Aim of the task »
Reproduce exactly the lines beginning with the line that contains "the deer head" and ending at the final line of the material below.
[START OF Task material]
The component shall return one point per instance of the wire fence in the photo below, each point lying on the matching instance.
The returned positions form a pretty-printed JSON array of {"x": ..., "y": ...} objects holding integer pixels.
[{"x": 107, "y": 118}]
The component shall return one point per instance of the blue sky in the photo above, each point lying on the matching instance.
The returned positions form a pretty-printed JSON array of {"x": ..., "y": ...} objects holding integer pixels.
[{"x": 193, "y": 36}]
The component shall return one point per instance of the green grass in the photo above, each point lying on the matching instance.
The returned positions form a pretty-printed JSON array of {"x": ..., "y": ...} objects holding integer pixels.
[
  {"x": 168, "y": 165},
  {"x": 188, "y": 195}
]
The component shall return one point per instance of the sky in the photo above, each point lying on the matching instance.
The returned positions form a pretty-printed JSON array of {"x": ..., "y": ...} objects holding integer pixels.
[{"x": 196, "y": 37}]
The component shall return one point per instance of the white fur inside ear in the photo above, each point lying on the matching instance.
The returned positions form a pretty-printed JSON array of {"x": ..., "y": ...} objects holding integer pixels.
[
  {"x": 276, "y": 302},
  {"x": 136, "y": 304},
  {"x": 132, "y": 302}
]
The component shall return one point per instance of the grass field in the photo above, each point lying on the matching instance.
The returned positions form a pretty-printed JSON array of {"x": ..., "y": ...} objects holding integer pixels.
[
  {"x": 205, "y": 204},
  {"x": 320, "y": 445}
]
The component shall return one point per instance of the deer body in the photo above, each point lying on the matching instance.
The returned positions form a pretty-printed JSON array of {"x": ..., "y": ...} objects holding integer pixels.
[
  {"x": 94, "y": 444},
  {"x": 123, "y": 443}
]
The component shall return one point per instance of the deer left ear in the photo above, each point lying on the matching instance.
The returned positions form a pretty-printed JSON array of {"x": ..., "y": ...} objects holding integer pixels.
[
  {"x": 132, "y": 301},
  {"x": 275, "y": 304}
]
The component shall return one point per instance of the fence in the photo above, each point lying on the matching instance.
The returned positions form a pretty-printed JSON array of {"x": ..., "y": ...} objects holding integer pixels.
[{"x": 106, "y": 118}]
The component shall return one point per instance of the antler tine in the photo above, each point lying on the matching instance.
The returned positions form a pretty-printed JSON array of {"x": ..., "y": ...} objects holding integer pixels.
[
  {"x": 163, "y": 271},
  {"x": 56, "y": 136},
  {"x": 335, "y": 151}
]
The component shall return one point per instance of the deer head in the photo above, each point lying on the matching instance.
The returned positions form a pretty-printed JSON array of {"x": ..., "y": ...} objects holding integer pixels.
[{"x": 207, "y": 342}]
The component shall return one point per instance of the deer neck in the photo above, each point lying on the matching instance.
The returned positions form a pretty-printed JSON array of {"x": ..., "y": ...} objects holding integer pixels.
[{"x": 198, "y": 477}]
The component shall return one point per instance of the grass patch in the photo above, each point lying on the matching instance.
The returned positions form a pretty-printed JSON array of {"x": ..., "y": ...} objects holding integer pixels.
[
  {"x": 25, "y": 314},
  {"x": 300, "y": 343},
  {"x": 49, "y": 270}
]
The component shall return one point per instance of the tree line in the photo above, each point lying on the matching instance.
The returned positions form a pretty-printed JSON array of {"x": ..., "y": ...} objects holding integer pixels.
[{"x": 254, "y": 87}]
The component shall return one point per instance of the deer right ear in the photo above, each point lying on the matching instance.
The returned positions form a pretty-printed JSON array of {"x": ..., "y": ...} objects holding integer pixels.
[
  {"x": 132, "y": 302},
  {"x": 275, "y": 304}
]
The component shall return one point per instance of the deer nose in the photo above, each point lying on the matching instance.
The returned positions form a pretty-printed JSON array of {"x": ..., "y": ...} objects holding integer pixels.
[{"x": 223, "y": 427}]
[END OF Task material]
Reply »
The component shall return one point per instance of the deer head in the photo above, each point lying on the matching instance.
The returned positions form a pretty-printed JSON array of {"x": ..., "y": ...} objects holding integer pixels.
[{"x": 207, "y": 342}]
The component shall return one point per instance of the deer neck in the photo above, each point lying on the matching instance.
The returned positions form a pretty-printed JSON array of {"x": ..., "y": ...} objects holding integer pixels.
[{"x": 198, "y": 477}]
The component shall return one point per instance of the grass patch in the photo above, each point lying on the matching instance.
The returned positions form a pretty-printed JSON array of {"x": ..., "y": ...} objects holding integer pixels.
[
  {"x": 25, "y": 314},
  {"x": 300, "y": 343},
  {"x": 49, "y": 270}
]
The component shall return one point per instance of the tree line in the photo above, each point lying on the matching instance.
The returned positions form a pretty-printed JSON array of {"x": ..., "y": ...} objects holding integer pixels.
[{"x": 254, "y": 87}]
The component shall return one point per instance of the deer right ear in the photo above, each point lying on the matching instance.
The returned positions form a pretty-printed JSON array of {"x": ..., "y": ...} objects holding integer pixels.
[
  {"x": 132, "y": 302},
  {"x": 275, "y": 304}
]
The component shall return one point per instance of the deer nose in the photo above, each point lying on the matching instance.
The returned positions form a pretty-printed JSON array of {"x": ..., "y": ...} objects holding integer pixels.
[{"x": 223, "y": 427}]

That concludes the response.